## Begin Data provided
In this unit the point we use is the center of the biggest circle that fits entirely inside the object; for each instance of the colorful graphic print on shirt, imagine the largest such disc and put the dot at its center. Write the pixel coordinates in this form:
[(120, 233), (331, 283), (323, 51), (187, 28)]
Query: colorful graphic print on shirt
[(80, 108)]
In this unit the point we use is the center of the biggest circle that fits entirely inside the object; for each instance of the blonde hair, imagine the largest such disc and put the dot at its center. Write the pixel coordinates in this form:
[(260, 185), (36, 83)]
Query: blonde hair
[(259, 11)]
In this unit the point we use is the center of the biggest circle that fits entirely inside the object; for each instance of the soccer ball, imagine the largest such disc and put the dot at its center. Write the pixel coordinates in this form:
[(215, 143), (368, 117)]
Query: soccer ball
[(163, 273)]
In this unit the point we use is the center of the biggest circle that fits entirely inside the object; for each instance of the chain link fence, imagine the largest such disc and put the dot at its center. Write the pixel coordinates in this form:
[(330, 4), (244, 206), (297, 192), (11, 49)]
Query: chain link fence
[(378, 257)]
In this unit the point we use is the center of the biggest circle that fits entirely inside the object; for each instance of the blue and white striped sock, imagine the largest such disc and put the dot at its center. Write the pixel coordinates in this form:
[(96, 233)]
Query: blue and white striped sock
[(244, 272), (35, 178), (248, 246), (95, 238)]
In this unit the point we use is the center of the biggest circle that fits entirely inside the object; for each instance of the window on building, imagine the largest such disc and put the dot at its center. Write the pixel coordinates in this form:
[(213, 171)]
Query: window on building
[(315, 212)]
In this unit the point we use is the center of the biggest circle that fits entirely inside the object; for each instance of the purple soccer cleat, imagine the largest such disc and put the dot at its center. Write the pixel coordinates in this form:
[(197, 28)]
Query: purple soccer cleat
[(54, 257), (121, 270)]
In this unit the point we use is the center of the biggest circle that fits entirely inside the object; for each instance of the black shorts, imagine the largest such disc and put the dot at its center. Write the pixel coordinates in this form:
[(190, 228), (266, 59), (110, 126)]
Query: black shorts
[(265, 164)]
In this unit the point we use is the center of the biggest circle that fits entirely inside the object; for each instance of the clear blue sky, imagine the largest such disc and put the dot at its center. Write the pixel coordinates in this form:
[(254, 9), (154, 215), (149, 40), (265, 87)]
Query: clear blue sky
## End Data provided
## What is needed
Please copy the data again, everything from the line containing "of the black" down to the end of the data, and shift every coordinate in the answers by -15.

## Solution to this exercise
In this unit the point we use is the center of the biggest circle that fits entirely inside the object; for each instance of the black shorts, imagine the largest such disc and put the dot at its center. Write the pixel coordinates in this form:
[(190, 228), (266, 59), (110, 126)]
Query: black shorts
[(250, 149)]
In this unit the point we use is the center of the biggest circle that fits entirely inside the object; for each instance of the clear blue sky, imagine the largest such disc and put the dot at its center. Write the pixel coordinates in this form:
[(254, 9), (154, 215), (149, 40), (265, 87)]
Query: clear blue sky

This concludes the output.